Dataset records:
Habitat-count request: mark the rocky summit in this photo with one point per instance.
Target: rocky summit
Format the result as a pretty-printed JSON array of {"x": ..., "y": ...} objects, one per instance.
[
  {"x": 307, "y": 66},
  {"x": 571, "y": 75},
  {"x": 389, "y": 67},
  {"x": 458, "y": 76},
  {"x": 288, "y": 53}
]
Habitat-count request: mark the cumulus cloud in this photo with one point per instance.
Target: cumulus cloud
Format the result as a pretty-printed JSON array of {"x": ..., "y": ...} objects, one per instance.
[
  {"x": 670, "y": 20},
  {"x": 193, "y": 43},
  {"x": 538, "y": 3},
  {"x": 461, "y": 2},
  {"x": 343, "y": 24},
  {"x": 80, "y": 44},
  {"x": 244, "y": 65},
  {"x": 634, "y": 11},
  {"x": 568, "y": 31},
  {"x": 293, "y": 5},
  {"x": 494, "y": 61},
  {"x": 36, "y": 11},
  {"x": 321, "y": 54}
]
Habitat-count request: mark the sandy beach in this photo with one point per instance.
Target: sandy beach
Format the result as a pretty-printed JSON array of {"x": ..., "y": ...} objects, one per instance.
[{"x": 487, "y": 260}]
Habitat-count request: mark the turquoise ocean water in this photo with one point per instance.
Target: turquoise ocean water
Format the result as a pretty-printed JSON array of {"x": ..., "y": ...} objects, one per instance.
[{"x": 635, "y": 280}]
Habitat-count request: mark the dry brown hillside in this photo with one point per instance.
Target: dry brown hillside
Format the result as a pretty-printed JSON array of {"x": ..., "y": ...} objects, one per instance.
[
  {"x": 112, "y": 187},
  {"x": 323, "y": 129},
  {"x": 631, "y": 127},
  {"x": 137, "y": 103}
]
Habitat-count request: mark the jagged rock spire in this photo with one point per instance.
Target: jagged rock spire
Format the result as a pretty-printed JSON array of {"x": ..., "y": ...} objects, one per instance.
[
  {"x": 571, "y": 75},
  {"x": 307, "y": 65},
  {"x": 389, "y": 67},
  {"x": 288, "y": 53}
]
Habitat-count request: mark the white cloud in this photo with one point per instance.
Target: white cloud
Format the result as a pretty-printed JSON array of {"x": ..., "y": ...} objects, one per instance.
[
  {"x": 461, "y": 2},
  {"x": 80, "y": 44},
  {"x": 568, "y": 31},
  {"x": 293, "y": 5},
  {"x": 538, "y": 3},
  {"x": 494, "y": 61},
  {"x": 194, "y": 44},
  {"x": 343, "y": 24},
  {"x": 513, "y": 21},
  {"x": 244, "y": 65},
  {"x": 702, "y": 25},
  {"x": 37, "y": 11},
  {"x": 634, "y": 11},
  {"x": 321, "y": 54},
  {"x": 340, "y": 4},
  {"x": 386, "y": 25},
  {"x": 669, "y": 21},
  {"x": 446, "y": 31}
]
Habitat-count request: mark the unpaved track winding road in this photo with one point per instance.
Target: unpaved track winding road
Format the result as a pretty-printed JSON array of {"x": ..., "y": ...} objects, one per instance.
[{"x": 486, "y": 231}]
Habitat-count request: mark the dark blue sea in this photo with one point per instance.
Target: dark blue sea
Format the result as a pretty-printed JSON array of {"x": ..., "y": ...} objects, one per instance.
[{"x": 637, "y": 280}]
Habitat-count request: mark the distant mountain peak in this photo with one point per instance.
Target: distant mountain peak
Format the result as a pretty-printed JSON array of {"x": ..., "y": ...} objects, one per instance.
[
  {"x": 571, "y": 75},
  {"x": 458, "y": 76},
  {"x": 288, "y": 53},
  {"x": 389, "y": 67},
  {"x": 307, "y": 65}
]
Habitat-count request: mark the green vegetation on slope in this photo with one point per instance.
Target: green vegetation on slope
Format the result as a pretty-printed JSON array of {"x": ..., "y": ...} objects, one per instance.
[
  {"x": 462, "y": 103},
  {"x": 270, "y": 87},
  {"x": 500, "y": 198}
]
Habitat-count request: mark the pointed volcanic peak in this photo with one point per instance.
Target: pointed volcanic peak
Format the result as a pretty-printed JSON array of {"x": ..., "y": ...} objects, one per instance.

Exercise:
Repeat the line containing "Habitat-count request: mark the green" and all subsequent lines through the final line of the data, exactly and with no others.

Output for this task:
Habitat-count request: mark the green vegetation on slope in this photo with one point per instance.
Target: green vegetation on slope
Format the result as a pretty-printed JSON array of {"x": ..., "y": ...} objects, one per instance.
[
  {"x": 462, "y": 103},
  {"x": 270, "y": 87},
  {"x": 500, "y": 198}
]
Habitat-count request: mark the pointed volcanic peak in this photo with one point per instance.
Target: pointed volcanic peak
Format the result as a pretty-printed JSON array of {"x": ..., "y": ...} objects, one per instance.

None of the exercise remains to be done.